* REQUEST *
What is needed is an exact copy of the entries below, from the line that contains "each like [982,182]." through the final line, both included, and nothing else.

* RECORDS PROVIDED *
--------------------

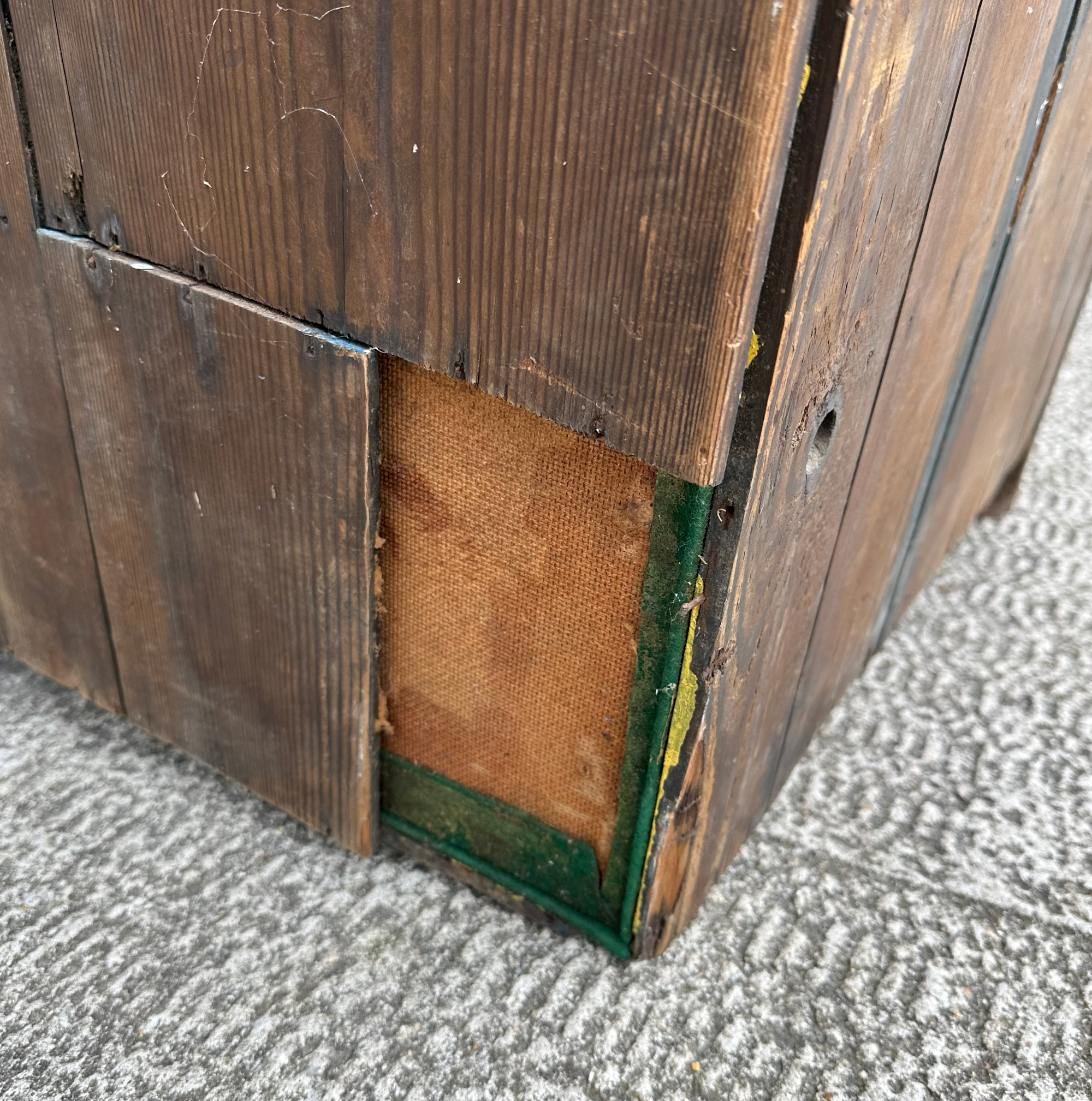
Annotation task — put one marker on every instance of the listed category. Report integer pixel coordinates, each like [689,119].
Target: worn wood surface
[567,204]
[228,468]
[51,609]
[1041,292]
[1010,73]
[898,83]
[45,97]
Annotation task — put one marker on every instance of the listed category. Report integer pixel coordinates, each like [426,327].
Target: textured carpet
[912,920]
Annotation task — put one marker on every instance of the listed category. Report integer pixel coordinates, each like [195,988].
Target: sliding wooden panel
[51,609]
[567,204]
[1010,74]
[1042,289]
[228,467]
[900,73]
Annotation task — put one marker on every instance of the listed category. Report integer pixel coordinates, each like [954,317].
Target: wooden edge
[35,50]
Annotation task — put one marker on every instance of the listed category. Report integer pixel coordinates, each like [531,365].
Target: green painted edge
[678,533]
[454,819]
[596,931]
[502,836]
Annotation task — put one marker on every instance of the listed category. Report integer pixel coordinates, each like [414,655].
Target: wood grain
[51,609]
[1010,73]
[228,468]
[898,83]
[1043,285]
[60,172]
[567,204]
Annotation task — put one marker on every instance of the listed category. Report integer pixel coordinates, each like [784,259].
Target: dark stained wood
[51,609]
[1010,73]
[568,203]
[1043,285]
[60,173]
[898,83]
[228,468]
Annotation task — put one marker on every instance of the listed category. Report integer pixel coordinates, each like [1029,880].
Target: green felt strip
[524,855]
[500,835]
[595,931]
[678,532]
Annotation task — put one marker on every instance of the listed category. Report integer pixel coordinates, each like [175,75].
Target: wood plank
[898,83]
[567,204]
[1043,287]
[228,466]
[51,608]
[1010,74]
[43,86]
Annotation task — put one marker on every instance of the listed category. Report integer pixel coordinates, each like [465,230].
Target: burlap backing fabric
[512,574]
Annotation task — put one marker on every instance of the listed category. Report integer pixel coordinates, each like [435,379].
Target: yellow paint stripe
[686,699]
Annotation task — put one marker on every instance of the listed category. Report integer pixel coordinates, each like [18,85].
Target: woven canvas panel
[512,573]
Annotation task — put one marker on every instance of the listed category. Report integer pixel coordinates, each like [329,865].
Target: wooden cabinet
[517,423]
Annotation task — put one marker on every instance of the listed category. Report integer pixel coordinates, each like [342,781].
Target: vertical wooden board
[898,83]
[1010,73]
[1041,292]
[229,471]
[51,608]
[567,204]
[45,92]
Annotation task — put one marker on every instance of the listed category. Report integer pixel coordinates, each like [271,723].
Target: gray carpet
[912,920]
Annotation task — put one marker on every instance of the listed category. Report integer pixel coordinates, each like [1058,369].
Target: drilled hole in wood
[821,443]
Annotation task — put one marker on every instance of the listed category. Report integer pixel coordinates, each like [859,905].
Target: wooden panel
[1042,290]
[898,83]
[1010,73]
[51,609]
[228,473]
[42,84]
[567,204]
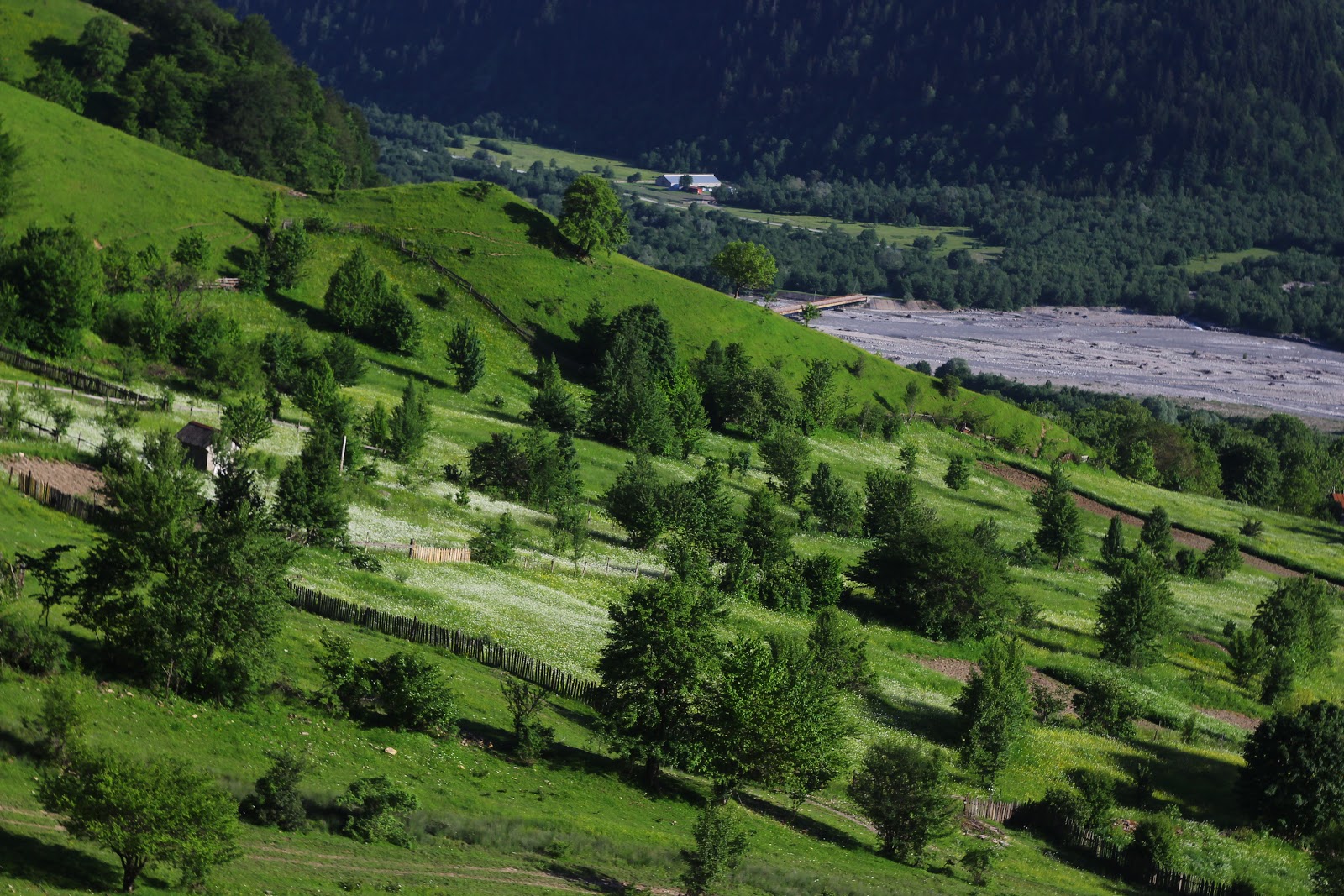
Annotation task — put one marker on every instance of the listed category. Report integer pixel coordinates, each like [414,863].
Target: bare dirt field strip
[1109,351]
[1183,537]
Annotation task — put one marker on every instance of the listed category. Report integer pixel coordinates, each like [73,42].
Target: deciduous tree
[745,265]
[1135,610]
[145,813]
[467,356]
[900,788]
[591,217]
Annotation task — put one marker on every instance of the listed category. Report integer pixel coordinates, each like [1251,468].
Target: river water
[1110,351]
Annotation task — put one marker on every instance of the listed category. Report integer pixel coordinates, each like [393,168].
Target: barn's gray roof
[197,434]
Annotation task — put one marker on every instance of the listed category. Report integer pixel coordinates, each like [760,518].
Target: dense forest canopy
[192,78]
[1063,94]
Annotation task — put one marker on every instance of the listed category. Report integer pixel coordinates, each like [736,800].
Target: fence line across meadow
[1106,852]
[81,382]
[484,651]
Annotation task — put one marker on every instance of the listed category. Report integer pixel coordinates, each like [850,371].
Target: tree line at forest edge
[1274,463]
[1058,250]
[192,78]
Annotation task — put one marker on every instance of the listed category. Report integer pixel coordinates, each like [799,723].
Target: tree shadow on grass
[541,230]
[586,876]
[400,369]
[927,720]
[803,824]
[255,228]
[54,50]
[13,743]
[54,866]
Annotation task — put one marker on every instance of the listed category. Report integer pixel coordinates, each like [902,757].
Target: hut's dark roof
[197,434]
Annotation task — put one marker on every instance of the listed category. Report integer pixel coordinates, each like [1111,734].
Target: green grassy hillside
[118,187]
[490,815]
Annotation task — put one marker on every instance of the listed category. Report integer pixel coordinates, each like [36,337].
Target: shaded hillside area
[1061,94]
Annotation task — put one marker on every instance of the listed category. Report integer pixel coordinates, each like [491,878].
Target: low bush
[31,647]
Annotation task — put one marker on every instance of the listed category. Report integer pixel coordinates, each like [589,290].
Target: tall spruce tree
[1061,532]
[636,501]
[409,425]
[308,495]
[1135,610]
[654,669]
[995,708]
[467,356]
[1113,546]
[1158,533]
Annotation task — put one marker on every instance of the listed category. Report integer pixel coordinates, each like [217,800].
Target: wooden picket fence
[1162,879]
[81,382]
[440,555]
[484,651]
[54,497]
[990,809]
[1104,851]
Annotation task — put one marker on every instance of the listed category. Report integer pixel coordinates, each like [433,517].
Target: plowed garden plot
[80,479]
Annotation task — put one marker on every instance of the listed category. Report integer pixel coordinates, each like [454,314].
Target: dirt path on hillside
[1032,483]
[507,875]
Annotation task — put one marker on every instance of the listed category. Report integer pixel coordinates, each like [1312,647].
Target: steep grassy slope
[118,187]
[512,253]
[487,826]
[561,617]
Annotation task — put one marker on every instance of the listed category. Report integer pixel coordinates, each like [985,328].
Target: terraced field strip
[1032,483]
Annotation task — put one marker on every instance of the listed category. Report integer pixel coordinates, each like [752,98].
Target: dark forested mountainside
[195,80]
[1074,96]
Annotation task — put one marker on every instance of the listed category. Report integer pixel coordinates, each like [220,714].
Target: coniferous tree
[467,356]
[958,473]
[636,501]
[1113,546]
[1299,631]
[409,425]
[654,669]
[995,708]
[1135,610]
[940,579]
[831,501]
[785,452]
[1158,533]
[764,531]
[817,394]
[1061,533]
[890,506]
[840,649]
[685,406]
[308,495]
[554,405]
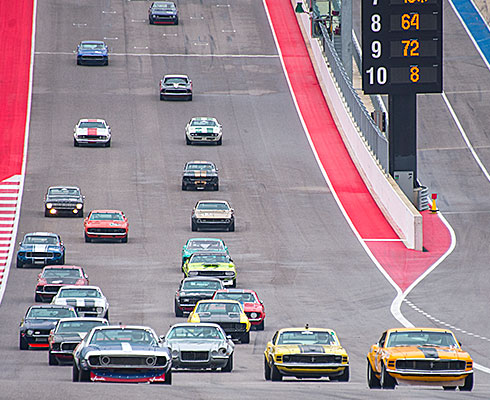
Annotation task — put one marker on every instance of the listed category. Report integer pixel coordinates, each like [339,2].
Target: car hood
[421,352]
[213,214]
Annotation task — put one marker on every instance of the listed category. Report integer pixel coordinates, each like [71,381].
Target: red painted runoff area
[15,55]
[403,265]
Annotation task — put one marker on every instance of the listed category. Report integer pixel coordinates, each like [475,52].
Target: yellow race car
[228,314]
[419,356]
[306,353]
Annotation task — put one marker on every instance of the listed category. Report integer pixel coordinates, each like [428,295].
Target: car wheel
[267,370]
[468,384]
[229,365]
[168,378]
[178,311]
[276,376]
[75,373]
[386,381]
[245,338]
[23,343]
[52,360]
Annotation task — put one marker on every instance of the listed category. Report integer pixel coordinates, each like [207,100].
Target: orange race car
[419,356]
[106,224]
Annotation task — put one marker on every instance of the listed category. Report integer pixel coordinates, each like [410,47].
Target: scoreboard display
[401,46]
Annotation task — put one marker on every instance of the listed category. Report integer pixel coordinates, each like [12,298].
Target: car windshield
[96,216]
[123,335]
[240,297]
[218,308]
[52,273]
[51,313]
[78,326]
[418,338]
[64,192]
[201,285]
[307,337]
[205,245]
[79,292]
[204,122]
[209,258]
[91,124]
[92,46]
[170,81]
[220,206]
[195,332]
[40,240]
[199,167]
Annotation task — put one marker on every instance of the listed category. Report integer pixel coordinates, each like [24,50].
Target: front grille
[194,355]
[431,365]
[233,326]
[125,361]
[313,359]
[42,254]
[106,230]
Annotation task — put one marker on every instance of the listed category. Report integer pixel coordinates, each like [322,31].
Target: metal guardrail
[374,138]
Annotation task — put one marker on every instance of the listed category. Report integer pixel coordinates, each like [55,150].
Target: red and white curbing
[10,193]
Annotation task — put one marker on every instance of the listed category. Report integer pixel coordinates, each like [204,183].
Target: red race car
[253,307]
[52,277]
[106,224]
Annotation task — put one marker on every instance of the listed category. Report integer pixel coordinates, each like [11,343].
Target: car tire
[373,381]
[267,370]
[229,365]
[276,376]
[468,384]
[23,343]
[178,312]
[52,360]
[386,380]
[245,339]
[75,373]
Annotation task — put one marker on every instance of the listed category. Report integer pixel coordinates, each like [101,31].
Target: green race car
[211,264]
[209,245]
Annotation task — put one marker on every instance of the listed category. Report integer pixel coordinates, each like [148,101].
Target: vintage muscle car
[215,264]
[92,52]
[192,290]
[88,301]
[419,356]
[305,353]
[163,12]
[200,346]
[200,175]
[213,214]
[92,132]
[106,225]
[52,278]
[40,248]
[37,324]
[66,336]
[203,130]
[226,313]
[122,354]
[63,200]
[175,87]
[253,307]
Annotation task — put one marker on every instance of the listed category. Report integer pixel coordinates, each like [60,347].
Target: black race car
[200,175]
[191,290]
[36,326]
[67,200]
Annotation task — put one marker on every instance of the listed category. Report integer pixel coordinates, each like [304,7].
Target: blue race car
[92,52]
[41,248]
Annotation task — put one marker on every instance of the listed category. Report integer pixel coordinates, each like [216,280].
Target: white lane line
[465,137]
[57,53]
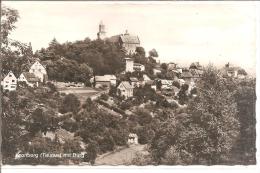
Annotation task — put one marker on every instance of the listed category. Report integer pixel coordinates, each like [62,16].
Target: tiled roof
[133,79]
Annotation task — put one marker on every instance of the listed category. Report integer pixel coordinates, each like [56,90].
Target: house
[171,66]
[125,89]
[39,71]
[101,31]
[105,81]
[233,71]
[186,75]
[196,65]
[157,71]
[126,41]
[138,67]
[134,82]
[166,84]
[196,70]
[146,78]
[9,82]
[29,78]
[152,84]
[129,65]
[132,138]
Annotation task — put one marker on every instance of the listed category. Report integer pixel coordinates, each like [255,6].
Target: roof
[126,85]
[30,77]
[196,65]
[133,79]
[137,64]
[186,74]
[146,77]
[111,76]
[196,72]
[166,82]
[114,38]
[105,78]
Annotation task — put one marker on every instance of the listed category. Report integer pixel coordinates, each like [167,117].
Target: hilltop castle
[126,41]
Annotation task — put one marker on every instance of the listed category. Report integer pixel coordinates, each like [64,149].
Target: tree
[16,56]
[205,134]
[183,95]
[245,96]
[91,153]
[70,103]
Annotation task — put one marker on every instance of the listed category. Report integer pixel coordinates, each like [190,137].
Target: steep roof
[114,39]
[30,77]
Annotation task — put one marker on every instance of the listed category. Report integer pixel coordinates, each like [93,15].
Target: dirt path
[121,157]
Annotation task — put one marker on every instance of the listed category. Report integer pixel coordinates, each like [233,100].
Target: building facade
[101,31]
[9,82]
[125,89]
[29,78]
[39,71]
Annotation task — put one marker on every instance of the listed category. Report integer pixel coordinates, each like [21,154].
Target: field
[123,156]
[82,93]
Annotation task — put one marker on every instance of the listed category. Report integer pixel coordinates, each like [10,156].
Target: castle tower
[129,65]
[101,31]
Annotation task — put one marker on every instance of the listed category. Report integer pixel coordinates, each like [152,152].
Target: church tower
[101,31]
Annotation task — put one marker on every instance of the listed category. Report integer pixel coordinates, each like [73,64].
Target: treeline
[77,61]
[217,127]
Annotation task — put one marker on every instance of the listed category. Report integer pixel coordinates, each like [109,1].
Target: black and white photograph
[118,83]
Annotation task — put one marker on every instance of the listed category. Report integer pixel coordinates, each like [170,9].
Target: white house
[125,89]
[39,71]
[106,80]
[166,84]
[134,82]
[129,66]
[29,78]
[139,67]
[9,82]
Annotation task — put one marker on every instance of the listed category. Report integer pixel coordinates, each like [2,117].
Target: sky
[181,32]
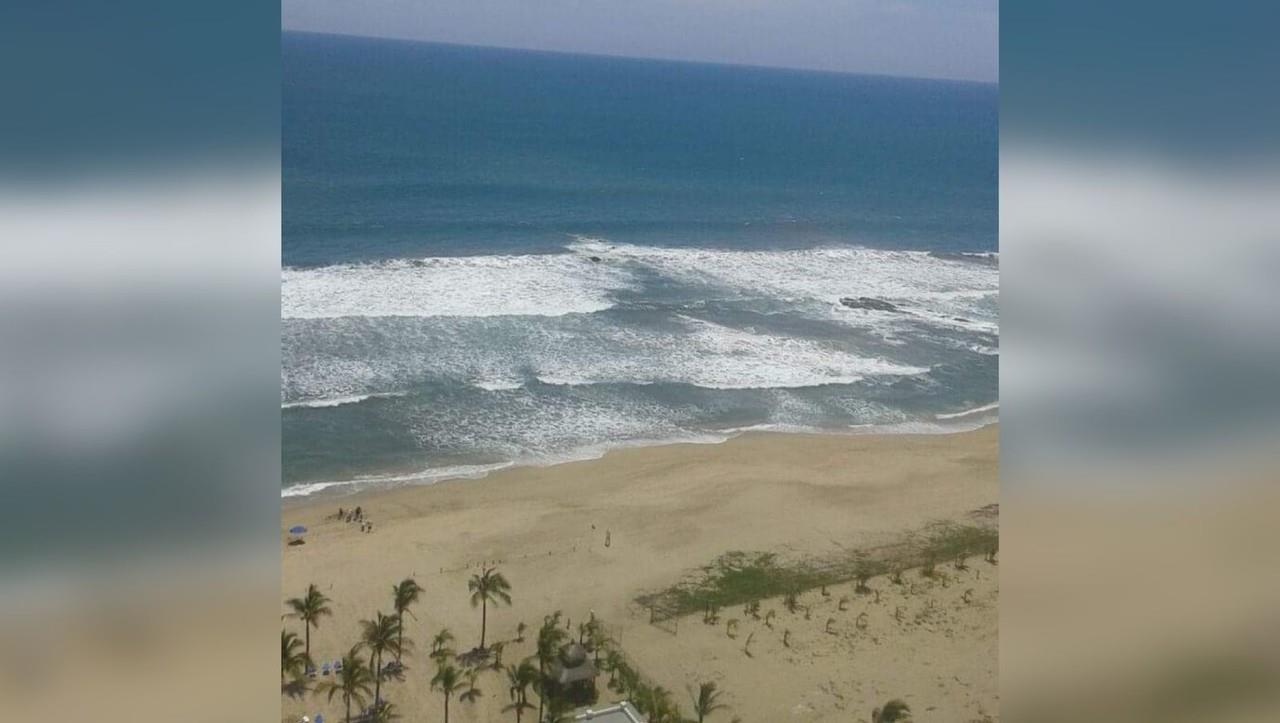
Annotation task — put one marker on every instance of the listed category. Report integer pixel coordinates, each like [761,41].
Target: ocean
[497,256]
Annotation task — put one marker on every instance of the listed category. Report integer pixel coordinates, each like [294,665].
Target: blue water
[497,256]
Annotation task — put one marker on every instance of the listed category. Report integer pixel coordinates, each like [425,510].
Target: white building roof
[615,713]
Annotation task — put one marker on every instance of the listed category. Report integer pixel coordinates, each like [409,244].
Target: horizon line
[612,56]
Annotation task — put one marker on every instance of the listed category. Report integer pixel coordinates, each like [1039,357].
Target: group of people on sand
[357,515]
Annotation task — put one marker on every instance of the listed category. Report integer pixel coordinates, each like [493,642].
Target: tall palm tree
[379,635]
[351,682]
[384,713]
[551,636]
[489,586]
[894,712]
[447,680]
[472,694]
[310,608]
[293,662]
[560,710]
[707,700]
[403,595]
[519,678]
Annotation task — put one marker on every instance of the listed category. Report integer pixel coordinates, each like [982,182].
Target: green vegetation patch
[740,577]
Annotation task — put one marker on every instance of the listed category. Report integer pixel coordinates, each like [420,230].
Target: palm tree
[560,710]
[519,678]
[707,700]
[448,680]
[379,635]
[894,712]
[551,636]
[403,595]
[310,608]
[293,662]
[489,586]
[352,681]
[384,713]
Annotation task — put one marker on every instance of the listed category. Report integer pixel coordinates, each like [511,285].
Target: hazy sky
[932,39]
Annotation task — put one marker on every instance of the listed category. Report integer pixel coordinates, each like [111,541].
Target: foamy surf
[338,401]
[467,286]
[976,411]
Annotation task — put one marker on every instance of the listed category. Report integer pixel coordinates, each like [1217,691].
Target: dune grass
[741,577]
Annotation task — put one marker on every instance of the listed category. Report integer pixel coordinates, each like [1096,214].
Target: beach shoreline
[589,538]
[334,490]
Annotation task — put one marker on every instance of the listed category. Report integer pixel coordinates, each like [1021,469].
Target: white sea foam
[822,274]
[423,476]
[969,412]
[338,401]
[714,357]
[466,286]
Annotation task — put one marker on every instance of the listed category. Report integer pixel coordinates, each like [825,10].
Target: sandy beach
[668,511]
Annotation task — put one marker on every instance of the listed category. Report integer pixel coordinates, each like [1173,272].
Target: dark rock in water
[867,302]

--------------------

* WRITTEN ANSWER *
Annotation task — put one marker on every instance of the listed category. Report integer pixel coordinates, each like [982,182].
Target: green vegetation patch
[740,577]
Annotation task — put one marker on every instance of the listed category. Report integer pixel coordinates, each like [420,230].
Target: palm tree
[560,710]
[519,678]
[707,700]
[448,680]
[379,635]
[894,712]
[551,636]
[403,595]
[310,608]
[293,662]
[489,586]
[352,681]
[384,713]
Annotation task — put one marker on every instance of the listed category. Report integer pixel coordinates, each like [511,285].
Target: hazy sky
[932,39]
Annotation task — put one marker on every instance of the listed category. Report integer pixel coordinates, each like [111,541].
Target: foamy surf
[338,401]
[467,286]
[976,411]
Annotation task — put one marker on every instance of the listed category. Report integer pixel coordinates, each like [1217,691].
Target: dune grass
[741,577]
Annotation task — put one marker on every instance of the listed category. Report integer pixel coordinates, each like [1096,214].
Target: beach shoreline
[589,538]
[334,490]
Annotation task — put one marker on every instance of the listed category. Report integer pixel coordinates, each like [1021,469].
Target: white sea foam
[822,274]
[423,476]
[969,412]
[338,401]
[714,357]
[466,286]
Annotation task — put one marker on every instance of the listed category. Report integer pixel coordinates, each like [825,10].
Target: sandy beach
[668,511]
Annotation task — put one marker on every instance of the listed category. Report integer pixel coordinates, each like [1173,272].
Target: dark rock in water
[867,302]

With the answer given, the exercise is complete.